***** EXCERPTED TEXT *****
Barry McGuire (born October 15, 1935) is an American singer-songwriter primarily known for his 1965 hit "Eve of Destruction". Later he would pioneer as a singer and songwriter of Contemporary Christian music.

Early life
McGuire was born in Oklahoma City and his family moved to California when he was two years old. After working as a commercial fisherman, and then going on to become a journeyman pipe fitter, McGuire got a job singing in a bar. In 1961, he released his first single called "The Tree", which was not a hit.

He formed a duo with Barry Kane (d. 2013) called Barry & Barry. They performed original folk songs at The Ice House, a small folk club in Pasadena, California before moving on to The Troubadour in Hollywood in the spring of 1962. There they joined The New Christy Minstrels, a large folk group, and McGuire later sang lead vocals on their novelty single "Three Wheels on My Wagon".

They continued to perform their separate duo act there as well as performing with The New Christy Minstrels. Under Horizon Records, they cut their first and only album as Barry & Barry, titled Here And Now, which contained songs such as "Gold Wedding Ring", "Land Of Odin", the single "Another Man", "Summer's Over", "You Know My Name", "Bull 'Gine Run", and "Far Side of the Hill". It also included "If I Had A Hammer", released three months after the release of the same song by folk trio Peter, Paul and Mary.
*****
=== EXERCISE REQUIREMENTS ===
Repeat everything in the Barry McGuire biography from "Barry McGuire (born" down to "Contemporary Christian music.". The listing has no connection to the Barry McGuire biography.
***** SUPPLIED MATERIAL *****
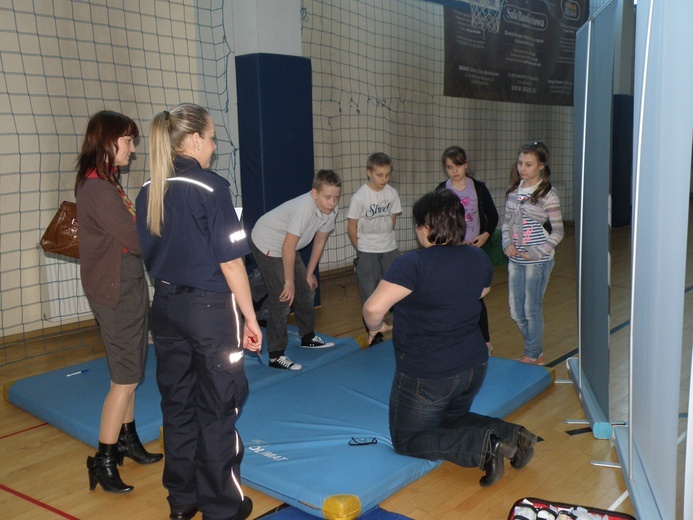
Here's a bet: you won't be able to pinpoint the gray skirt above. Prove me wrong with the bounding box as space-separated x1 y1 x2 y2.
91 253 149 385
*****
=== RESULT ===
Barry McGuire (born October 15, 1935) is an American singer-songwriter primarily known for his 1965 hit "Eve of Destruction". Later he would pioneer as a singer and songwriter of Contemporary Christian music.